## Document passage:
Where do you start?

All my skew *planing* work is with the cutting point in the lower third of the edge with, as you say, the long point up, irrespective of diameter. The point of cut is still only a *point* on the edge and very little of it is actually *used* - so there's another pointer to a narrow tool being better. Economics. A longer skew just means you're grinding away more metal that has never 'seen' any wood! And wearing the grinding wheel down more! ;)

While I have used a skew for roughing - and still do on pens - it really is ridiculous. Using a tool which really needs to be sharp to get a finish in the environment most likely to knock it off sharp, when there are roughing gouges which can easily be used to cut right along their edge before needing grinding!

## Dataset rows:
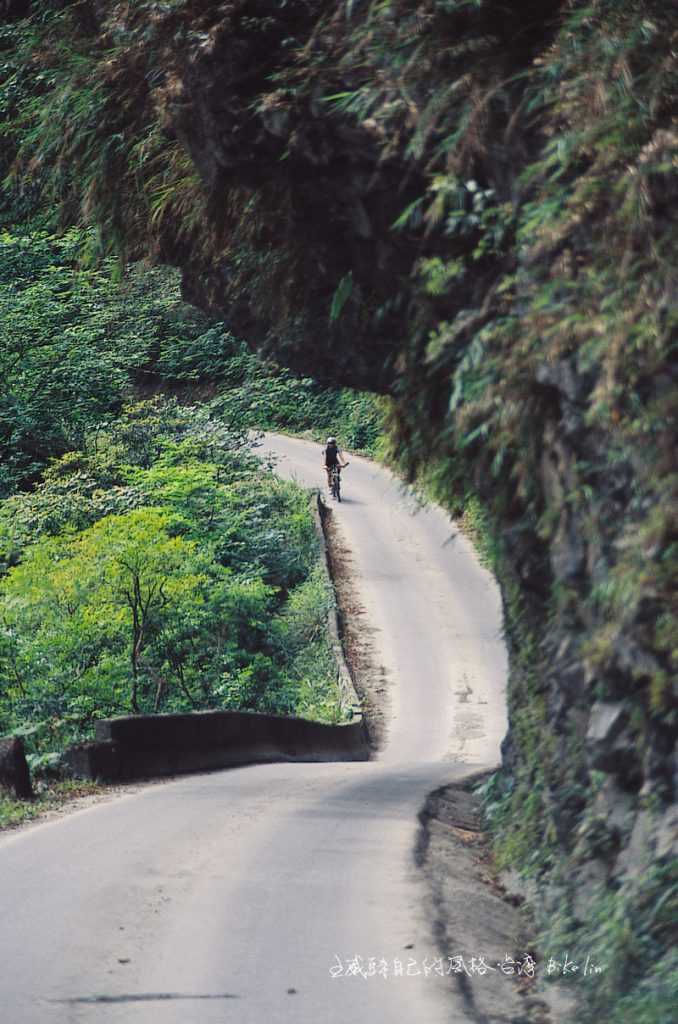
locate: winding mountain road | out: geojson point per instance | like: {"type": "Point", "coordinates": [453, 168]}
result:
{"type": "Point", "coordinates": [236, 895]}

==

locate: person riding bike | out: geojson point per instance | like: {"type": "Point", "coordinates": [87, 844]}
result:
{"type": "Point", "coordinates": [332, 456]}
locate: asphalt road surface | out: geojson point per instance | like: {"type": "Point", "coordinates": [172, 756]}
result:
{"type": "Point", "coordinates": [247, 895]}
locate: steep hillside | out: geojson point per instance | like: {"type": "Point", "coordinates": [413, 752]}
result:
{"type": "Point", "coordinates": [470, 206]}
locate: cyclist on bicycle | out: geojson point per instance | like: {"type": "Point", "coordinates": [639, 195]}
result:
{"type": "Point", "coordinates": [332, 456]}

==

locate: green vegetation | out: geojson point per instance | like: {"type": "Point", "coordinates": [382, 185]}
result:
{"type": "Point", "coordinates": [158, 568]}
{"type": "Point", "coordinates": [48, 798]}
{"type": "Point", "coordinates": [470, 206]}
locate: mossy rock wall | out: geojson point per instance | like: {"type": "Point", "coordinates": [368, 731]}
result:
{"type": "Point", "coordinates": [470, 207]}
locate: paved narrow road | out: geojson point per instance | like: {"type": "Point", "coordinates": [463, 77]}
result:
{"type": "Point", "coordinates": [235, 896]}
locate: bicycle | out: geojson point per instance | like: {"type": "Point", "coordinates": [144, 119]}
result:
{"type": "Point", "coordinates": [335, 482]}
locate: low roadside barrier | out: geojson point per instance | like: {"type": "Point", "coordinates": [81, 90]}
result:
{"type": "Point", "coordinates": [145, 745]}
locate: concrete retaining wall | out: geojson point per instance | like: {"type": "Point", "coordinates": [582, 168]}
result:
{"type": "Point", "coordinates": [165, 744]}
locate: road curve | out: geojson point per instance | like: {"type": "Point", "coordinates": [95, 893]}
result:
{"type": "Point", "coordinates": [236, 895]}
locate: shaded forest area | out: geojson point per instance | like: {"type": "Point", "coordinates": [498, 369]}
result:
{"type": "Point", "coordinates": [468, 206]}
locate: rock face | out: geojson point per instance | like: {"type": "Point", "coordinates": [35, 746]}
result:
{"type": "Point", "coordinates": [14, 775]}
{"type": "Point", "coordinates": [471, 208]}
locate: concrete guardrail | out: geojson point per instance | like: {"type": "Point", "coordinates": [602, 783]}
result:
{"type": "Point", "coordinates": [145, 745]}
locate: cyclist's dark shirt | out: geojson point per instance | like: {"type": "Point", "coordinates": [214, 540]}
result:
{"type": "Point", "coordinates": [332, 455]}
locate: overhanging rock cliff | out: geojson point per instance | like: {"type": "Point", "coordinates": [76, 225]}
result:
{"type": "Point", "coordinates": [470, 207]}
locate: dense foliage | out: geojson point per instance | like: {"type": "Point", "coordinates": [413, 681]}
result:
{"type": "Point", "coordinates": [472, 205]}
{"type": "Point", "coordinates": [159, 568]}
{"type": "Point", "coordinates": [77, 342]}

## Exercises to complete:
1. In the skew chisel passage, where on the edge does the writer place the cutting point for skew planing?
2. Reproduce word for word the stretch of the skew chisel passage from "While I have" through "before needing grinding!".

## Solved problems:
1. In the lower third of the edge, with the long point up.

2.
While I have used a skew for roughing - and still do on pens - it really is ridiculous. Using a tool which really needs to be sharp to get a finish in the environment most likely to knock it off sharp, when there are roughing gouges which can easily be used to cut right along their edge before needing grinding!